Requirements => Gather all lines below that contain the string "every", copying each one out. Case counts, so a match must have the same capitals and lowercase letters.

Stored records =>

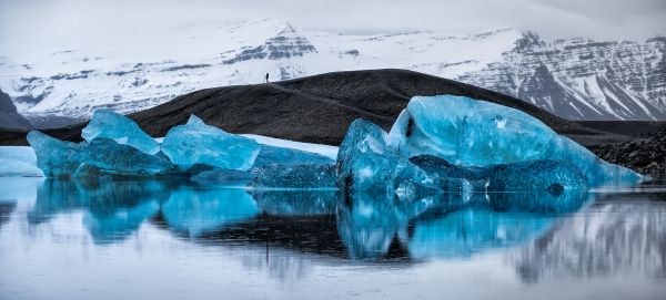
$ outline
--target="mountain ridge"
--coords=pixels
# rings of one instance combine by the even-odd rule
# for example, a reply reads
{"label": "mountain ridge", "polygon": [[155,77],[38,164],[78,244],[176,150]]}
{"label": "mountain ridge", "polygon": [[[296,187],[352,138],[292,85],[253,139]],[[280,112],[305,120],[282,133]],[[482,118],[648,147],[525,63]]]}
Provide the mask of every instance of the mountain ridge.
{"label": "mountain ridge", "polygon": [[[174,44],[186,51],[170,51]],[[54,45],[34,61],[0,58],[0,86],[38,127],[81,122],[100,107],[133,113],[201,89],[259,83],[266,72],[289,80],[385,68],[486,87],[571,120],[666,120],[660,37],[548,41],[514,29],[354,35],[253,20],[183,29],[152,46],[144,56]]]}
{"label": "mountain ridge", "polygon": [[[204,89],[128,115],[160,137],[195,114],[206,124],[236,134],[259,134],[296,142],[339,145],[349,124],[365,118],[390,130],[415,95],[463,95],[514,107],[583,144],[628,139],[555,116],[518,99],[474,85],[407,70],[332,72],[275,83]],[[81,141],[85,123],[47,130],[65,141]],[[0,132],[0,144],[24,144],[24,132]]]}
...
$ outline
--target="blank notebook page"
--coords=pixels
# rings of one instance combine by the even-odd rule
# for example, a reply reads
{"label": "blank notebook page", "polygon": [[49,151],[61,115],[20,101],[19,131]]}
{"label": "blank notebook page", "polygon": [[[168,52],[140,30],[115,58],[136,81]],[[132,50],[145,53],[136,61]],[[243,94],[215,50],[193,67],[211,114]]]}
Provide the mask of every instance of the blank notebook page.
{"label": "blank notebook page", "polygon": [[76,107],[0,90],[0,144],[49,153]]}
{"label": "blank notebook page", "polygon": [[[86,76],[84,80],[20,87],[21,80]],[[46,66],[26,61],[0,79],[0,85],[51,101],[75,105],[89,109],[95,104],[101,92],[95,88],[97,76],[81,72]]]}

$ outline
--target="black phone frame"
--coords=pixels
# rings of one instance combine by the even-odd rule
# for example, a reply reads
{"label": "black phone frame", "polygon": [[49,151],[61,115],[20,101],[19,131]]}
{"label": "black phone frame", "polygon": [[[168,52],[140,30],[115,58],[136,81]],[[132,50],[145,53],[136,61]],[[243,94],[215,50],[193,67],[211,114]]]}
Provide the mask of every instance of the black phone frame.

Output of the exercise =>
Provide the mask of every instance of the mountain ridge.
Provide the mask of every instance of the blank notebook page.
Provide the mask of every instance of the black phone frame.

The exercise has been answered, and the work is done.